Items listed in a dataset
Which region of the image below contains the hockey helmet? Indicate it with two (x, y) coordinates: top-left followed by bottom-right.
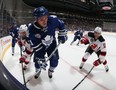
(33, 6), (48, 18)
(19, 24), (28, 32)
(94, 27), (102, 34)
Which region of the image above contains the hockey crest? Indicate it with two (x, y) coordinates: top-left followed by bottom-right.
(35, 34), (41, 38)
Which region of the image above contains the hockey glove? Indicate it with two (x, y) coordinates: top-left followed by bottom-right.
(93, 59), (101, 66)
(38, 59), (48, 70)
(58, 31), (68, 43)
(42, 35), (53, 46)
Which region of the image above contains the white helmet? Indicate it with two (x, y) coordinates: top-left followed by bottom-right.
(94, 27), (102, 34)
(19, 24), (28, 32)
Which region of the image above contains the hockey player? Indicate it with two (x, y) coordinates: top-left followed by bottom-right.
(17, 24), (33, 70)
(9, 23), (19, 55)
(79, 27), (109, 72)
(29, 6), (67, 78)
(70, 30), (83, 45)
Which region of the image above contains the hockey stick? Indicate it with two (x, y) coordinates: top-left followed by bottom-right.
(20, 47), (27, 87)
(46, 43), (60, 62)
(72, 66), (94, 90)
(25, 43), (60, 84)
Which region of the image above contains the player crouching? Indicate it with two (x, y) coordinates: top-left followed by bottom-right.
(79, 27), (109, 72)
(18, 24), (33, 70)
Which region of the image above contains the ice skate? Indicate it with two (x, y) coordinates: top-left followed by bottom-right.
(34, 69), (41, 79)
(105, 65), (109, 72)
(48, 69), (54, 78)
(79, 62), (84, 69)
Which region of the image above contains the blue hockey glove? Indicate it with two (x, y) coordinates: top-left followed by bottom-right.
(42, 35), (53, 46)
(58, 31), (68, 43)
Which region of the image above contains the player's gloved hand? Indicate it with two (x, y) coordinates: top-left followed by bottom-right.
(80, 37), (89, 45)
(42, 35), (53, 46)
(38, 59), (48, 70)
(19, 55), (29, 64)
(17, 40), (22, 47)
(58, 31), (68, 43)
(93, 59), (101, 66)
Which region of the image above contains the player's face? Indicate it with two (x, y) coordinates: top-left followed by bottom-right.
(94, 32), (100, 39)
(37, 15), (48, 27)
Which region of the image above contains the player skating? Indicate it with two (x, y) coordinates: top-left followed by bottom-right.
(29, 6), (67, 78)
(9, 22), (19, 55)
(17, 24), (33, 70)
(79, 27), (109, 72)
(70, 30), (83, 45)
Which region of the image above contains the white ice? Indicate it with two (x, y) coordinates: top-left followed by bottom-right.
(3, 33), (116, 90)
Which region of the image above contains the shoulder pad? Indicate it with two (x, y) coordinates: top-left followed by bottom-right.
(98, 36), (105, 42)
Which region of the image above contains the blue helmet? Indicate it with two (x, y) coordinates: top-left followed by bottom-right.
(33, 6), (48, 18)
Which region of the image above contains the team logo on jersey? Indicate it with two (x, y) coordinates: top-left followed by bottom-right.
(35, 34), (41, 38)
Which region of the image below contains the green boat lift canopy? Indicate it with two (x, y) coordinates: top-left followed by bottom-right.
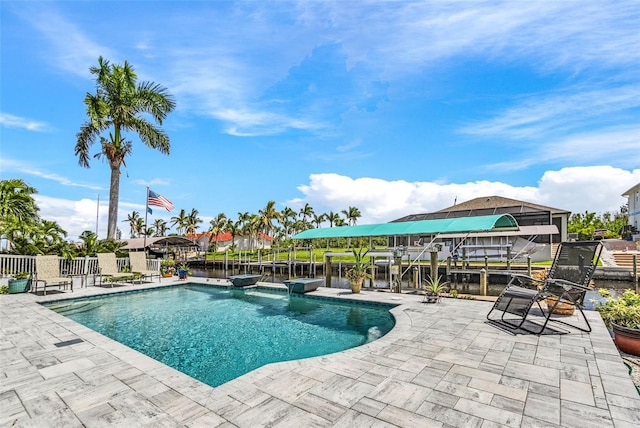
(291, 214), (519, 239)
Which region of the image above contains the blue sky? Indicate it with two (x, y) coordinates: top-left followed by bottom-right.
(0, 0), (640, 239)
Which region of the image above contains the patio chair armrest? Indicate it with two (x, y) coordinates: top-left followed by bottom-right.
(547, 279), (591, 291)
(509, 273), (544, 288)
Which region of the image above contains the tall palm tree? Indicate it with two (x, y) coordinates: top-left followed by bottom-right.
(326, 211), (340, 227)
(123, 211), (141, 238)
(153, 218), (167, 236)
(171, 209), (189, 235)
(75, 57), (175, 239)
(209, 213), (229, 252)
(258, 201), (282, 243)
(342, 207), (362, 226)
(312, 213), (327, 229)
(185, 208), (202, 235)
(225, 221), (240, 250)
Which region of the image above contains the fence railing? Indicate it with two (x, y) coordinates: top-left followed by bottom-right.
(0, 254), (160, 276)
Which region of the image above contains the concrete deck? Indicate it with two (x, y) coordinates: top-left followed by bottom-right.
(0, 278), (640, 428)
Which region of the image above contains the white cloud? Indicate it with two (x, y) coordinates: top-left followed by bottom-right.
(461, 84), (640, 139)
(483, 126), (640, 171)
(0, 113), (49, 132)
(0, 158), (103, 190)
(286, 166), (640, 224)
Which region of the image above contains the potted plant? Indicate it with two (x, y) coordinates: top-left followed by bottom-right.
(595, 288), (640, 356)
(178, 263), (189, 279)
(9, 272), (31, 294)
(160, 259), (176, 278)
(422, 276), (448, 303)
(345, 250), (374, 293)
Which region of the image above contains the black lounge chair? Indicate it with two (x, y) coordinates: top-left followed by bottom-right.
(487, 241), (602, 334)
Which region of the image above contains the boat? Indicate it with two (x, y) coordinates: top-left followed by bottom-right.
(284, 278), (324, 294)
(227, 274), (262, 287)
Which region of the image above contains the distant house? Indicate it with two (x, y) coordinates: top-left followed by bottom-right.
(187, 232), (273, 251)
(394, 196), (571, 244)
(394, 196), (571, 261)
(622, 183), (640, 241)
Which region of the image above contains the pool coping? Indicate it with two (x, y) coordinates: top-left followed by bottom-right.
(0, 278), (640, 427)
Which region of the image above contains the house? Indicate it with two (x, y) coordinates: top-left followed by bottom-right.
(622, 183), (640, 241)
(187, 232), (273, 252)
(394, 196), (571, 261)
(394, 196), (571, 243)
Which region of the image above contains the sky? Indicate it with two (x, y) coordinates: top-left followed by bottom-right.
(0, 0), (640, 240)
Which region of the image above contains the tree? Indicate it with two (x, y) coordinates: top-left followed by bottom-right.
(300, 203), (313, 222)
(153, 218), (167, 237)
(123, 211), (142, 238)
(313, 213), (327, 229)
(0, 178), (38, 222)
(326, 211), (341, 227)
(185, 208), (202, 235)
(209, 213), (229, 252)
(342, 207), (362, 226)
(258, 201), (282, 247)
(75, 57), (175, 239)
(171, 209), (189, 235)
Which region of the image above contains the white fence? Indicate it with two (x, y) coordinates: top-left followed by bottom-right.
(0, 254), (160, 276)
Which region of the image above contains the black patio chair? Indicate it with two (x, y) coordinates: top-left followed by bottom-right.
(487, 241), (602, 334)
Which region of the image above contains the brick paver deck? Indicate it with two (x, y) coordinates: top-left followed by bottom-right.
(0, 280), (640, 428)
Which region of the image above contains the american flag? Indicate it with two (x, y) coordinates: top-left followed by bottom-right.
(147, 189), (173, 211)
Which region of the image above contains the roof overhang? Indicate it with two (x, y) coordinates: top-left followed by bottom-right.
(291, 214), (519, 239)
(438, 224), (560, 239)
(122, 236), (198, 250)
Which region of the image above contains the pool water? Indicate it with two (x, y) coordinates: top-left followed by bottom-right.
(46, 284), (395, 386)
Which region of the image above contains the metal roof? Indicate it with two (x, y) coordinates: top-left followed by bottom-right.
(439, 224), (560, 239)
(122, 236), (198, 250)
(291, 214), (518, 239)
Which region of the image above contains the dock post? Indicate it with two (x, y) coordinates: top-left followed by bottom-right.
(429, 248), (438, 281)
(633, 254), (640, 293)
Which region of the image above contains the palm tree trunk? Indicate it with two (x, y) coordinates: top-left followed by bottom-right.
(107, 162), (120, 239)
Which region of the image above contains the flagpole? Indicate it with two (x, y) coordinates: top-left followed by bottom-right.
(143, 186), (149, 254)
(96, 193), (100, 239)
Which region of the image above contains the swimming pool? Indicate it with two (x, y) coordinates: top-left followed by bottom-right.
(45, 283), (395, 386)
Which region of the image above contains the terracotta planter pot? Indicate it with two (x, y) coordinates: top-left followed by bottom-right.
(9, 279), (30, 294)
(611, 323), (640, 357)
(546, 297), (576, 315)
(351, 278), (364, 294)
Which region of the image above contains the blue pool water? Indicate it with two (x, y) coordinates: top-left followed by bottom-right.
(46, 284), (394, 386)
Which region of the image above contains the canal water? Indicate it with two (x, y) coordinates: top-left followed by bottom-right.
(189, 268), (634, 309)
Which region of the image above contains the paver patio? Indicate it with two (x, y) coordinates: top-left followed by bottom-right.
(0, 278), (640, 428)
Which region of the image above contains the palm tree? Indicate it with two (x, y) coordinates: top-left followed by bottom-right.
(326, 211), (340, 227)
(209, 213), (229, 252)
(123, 211), (141, 238)
(313, 213), (327, 229)
(185, 208), (202, 235)
(171, 209), (189, 235)
(300, 203), (313, 221)
(225, 221), (240, 250)
(75, 57), (175, 239)
(79, 230), (98, 256)
(0, 178), (38, 222)
(258, 201), (282, 247)
(342, 207), (362, 226)
(153, 218), (167, 236)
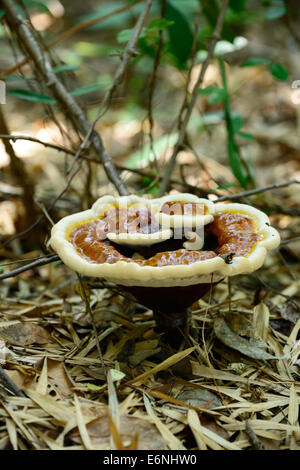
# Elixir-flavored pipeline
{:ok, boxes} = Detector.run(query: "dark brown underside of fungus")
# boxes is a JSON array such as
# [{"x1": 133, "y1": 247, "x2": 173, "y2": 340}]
[{"x1": 69, "y1": 209, "x2": 261, "y2": 267}]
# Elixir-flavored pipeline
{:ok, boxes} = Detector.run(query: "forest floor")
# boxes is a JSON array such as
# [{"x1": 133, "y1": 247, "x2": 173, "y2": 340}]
[{"x1": 0, "y1": 9, "x2": 300, "y2": 450}]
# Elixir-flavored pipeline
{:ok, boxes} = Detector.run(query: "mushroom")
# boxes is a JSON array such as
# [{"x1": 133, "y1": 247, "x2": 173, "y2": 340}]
[
  {"x1": 183, "y1": 232, "x2": 204, "y2": 250},
  {"x1": 50, "y1": 194, "x2": 280, "y2": 344}
]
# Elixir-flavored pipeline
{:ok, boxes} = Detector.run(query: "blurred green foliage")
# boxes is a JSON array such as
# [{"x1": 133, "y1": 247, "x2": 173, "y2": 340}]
[{"x1": 0, "y1": 0, "x2": 289, "y2": 191}]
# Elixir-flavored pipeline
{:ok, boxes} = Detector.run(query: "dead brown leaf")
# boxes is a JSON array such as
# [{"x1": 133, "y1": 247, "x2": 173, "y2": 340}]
[
  {"x1": 0, "y1": 322, "x2": 53, "y2": 346},
  {"x1": 71, "y1": 416, "x2": 167, "y2": 450}
]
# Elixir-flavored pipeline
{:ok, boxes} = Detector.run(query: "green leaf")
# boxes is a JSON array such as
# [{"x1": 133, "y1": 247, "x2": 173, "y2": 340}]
[
  {"x1": 229, "y1": 0, "x2": 247, "y2": 13},
  {"x1": 7, "y1": 89, "x2": 56, "y2": 104},
  {"x1": 3, "y1": 75, "x2": 34, "y2": 82},
  {"x1": 53, "y1": 65, "x2": 80, "y2": 73},
  {"x1": 23, "y1": 0, "x2": 50, "y2": 13},
  {"x1": 232, "y1": 115, "x2": 244, "y2": 134},
  {"x1": 265, "y1": 5, "x2": 287, "y2": 20},
  {"x1": 126, "y1": 132, "x2": 178, "y2": 168},
  {"x1": 236, "y1": 131, "x2": 254, "y2": 140},
  {"x1": 269, "y1": 62, "x2": 289, "y2": 82},
  {"x1": 199, "y1": 86, "x2": 226, "y2": 104},
  {"x1": 241, "y1": 57, "x2": 270, "y2": 67},
  {"x1": 145, "y1": 18, "x2": 174, "y2": 31},
  {"x1": 165, "y1": 1, "x2": 193, "y2": 68},
  {"x1": 117, "y1": 28, "x2": 135, "y2": 44},
  {"x1": 70, "y1": 83, "x2": 107, "y2": 96}
]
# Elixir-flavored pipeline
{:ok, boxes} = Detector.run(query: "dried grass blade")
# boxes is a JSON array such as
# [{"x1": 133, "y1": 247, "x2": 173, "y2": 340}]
[
  {"x1": 74, "y1": 394, "x2": 94, "y2": 450},
  {"x1": 144, "y1": 394, "x2": 186, "y2": 450},
  {"x1": 125, "y1": 346, "x2": 197, "y2": 385}
]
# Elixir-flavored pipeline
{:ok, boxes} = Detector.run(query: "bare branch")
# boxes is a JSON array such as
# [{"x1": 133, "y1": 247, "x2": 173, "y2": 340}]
[
  {"x1": 2, "y1": 0, "x2": 128, "y2": 195},
  {"x1": 159, "y1": 0, "x2": 229, "y2": 196},
  {"x1": 215, "y1": 180, "x2": 300, "y2": 202},
  {"x1": 68, "y1": 0, "x2": 153, "y2": 176},
  {"x1": 1, "y1": 0, "x2": 143, "y2": 78},
  {"x1": 0, "y1": 255, "x2": 60, "y2": 281}
]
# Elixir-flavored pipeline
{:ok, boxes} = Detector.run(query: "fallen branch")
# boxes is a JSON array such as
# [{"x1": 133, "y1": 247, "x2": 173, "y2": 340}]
[
  {"x1": 67, "y1": 0, "x2": 153, "y2": 176},
  {"x1": 0, "y1": 0, "x2": 143, "y2": 78},
  {"x1": 0, "y1": 255, "x2": 60, "y2": 281},
  {"x1": 215, "y1": 180, "x2": 300, "y2": 202},
  {"x1": 0, "y1": 365, "x2": 26, "y2": 397},
  {"x1": 158, "y1": 0, "x2": 229, "y2": 196},
  {"x1": 2, "y1": 0, "x2": 128, "y2": 195}
]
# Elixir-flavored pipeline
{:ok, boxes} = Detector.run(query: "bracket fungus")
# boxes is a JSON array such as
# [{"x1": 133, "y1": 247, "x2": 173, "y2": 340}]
[{"x1": 50, "y1": 193, "x2": 280, "y2": 342}]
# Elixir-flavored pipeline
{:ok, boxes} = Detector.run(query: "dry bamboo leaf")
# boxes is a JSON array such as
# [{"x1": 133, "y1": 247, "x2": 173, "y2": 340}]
[
  {"x1": 191, "y1": 361, "x2": 261, "y2": 385},
  {"x1": 74, "y1": 394, "x2": 93, "y2": 450},
  {"x1": 5, "y1": 419, "x2": 18, "y2": 450},
  {"x1": 144, "y1": 394, "x2": 185, "y2": 450},
  {"x1": 0, "y1": 322, "x2": 53, "y2": 346},
  {"x1": 107, "y1": 370, "x2": 119, "y2": 449},
  {"x1": 187, "y1": 410, "x2": 207, "y2": 450},
  {"x1": 36, "y1": 357, "x2": 48, "y2": 395},
  {"x1": 127, "y1": 346, "x2": 197, "y2": 385},
  {"x1": 214, "y1": 317, "x2": 277, "y2": 360},
  {"x1": 253, "y1": 303, "x2": 270, "y2": 342},
  {"x1": 176, "y1": 387, "x2": 222, "y2": 409},
  {"x1": 25, "y1": 389, "x2": 75, "y2": 424},
  {"x1": 71, "y1": 416, "x2": 167, "y2": 450}
]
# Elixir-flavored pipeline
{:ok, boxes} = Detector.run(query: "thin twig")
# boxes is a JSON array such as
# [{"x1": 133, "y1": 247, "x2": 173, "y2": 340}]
[
  {"x1": 67, "y1": 0, "x2": 153, "y2": 176},
  {"x1": 76, "y1": 273, "x2": 107, "y2": 376},
  {"x1": 0, "y1": 134, "x2": 75, "y2": 155},
  {"x1": 245, "y1": 420, "x2": 264, "y2": 450},
  {"x1": 2, "y1": 0, "x2": 128, "y2": 195},
  {"x1": 0, "y1": 255, "x2": 60, "y2": 281},
  {"x1": 0, "y1": 365, "x2": 26, "y2": 397},
  {"x1": 215, "y1": 180, "x2": 300, "y2": 202},
  {"x1": 159, "y1": 0, "x2": 229, "y2": 196},
  {"x1": 280, "y1": 237, "x2": 300, "y2": 246},
  {"x1": 0, "y1": 0, "x2": 143, "y2": 78}
]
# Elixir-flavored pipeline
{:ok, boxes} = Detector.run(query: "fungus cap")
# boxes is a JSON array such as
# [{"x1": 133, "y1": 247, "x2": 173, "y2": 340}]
[{"x1": 50, "y1": 194, "x2": 280, "y2": 287}]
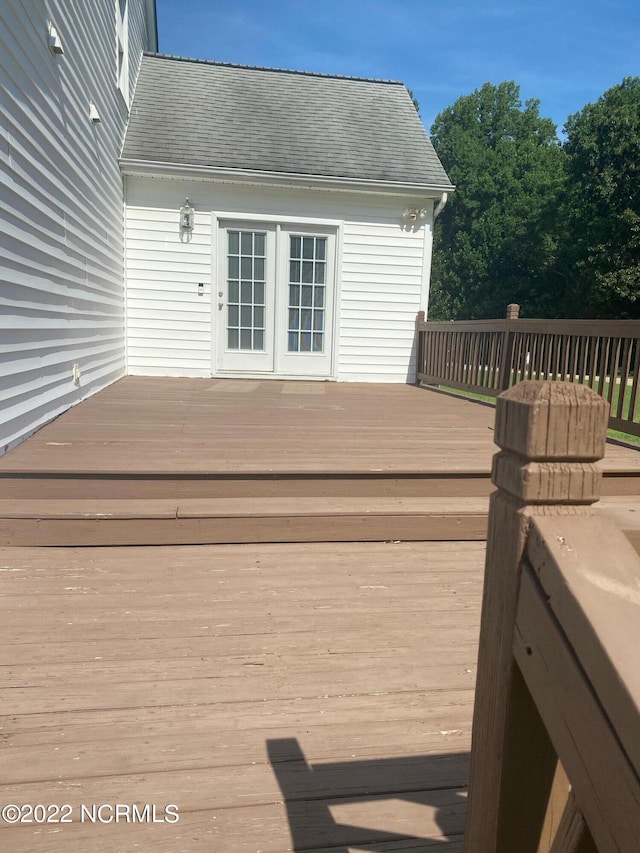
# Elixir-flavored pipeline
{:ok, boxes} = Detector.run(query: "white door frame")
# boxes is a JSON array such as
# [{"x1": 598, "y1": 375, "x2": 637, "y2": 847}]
[{"x1": 211, "y1": 211, "x2": 344, "y2": 379}]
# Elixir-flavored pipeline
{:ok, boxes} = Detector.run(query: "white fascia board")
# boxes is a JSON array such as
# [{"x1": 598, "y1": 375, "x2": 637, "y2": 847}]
[{"x1": 120, "y1": 159, "x2": 454, "y2": 198}]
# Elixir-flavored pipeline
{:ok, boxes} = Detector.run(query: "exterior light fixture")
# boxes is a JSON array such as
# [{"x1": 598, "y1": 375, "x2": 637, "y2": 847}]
[
  {"x1": 402, "y1": 207, "x2": 427, "y2": 222},
  {"x1": 47, "y1": 21, "x2": 64, "y2": 56},
  {"x1": 180, "y1": 196, "x2": 195, "y2": 234}
]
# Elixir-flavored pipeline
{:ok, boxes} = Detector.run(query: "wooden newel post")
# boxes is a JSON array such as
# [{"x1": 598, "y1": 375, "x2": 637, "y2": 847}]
[
  {"x1": 507, "y1": 302, "x2": 520, "y2": 320},
  {"x1": 464, "y1": 381, "x2": 609, "y2": 853}
]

Given request:
Format the part of the items that opens with the line containing "Which region of the image below contains the green" and closes with the line containing "(509, 273), (544, 288)" as a Markdown table with the columns Row and Line, numbering each line and skipping blank lines. Omit the pictures.

Answer in full:
| Row | Line |
|---|---|
| 1 | Which region of the image below contains the green boat lift canopy? Indicate it with two (x, y) coordinates: top-left followed by bottom-right. |
| 2 | (291, 214), (519, 239) |
| 3 | Which region of the image above contains the blue sky? Indicate it with two (x, y) coordinates: top-left followed by bottom-right. |
| 4 | (0, 0), (640, 239) |
| 5 | Which region of the image above contains the patio chair armrest? Indicate it with two (x, y) coordinates: top-left followed by bottom-right. |
| 6 | (547, 279), (591, 291) |
| 7 | (509, 273), (544, 288) |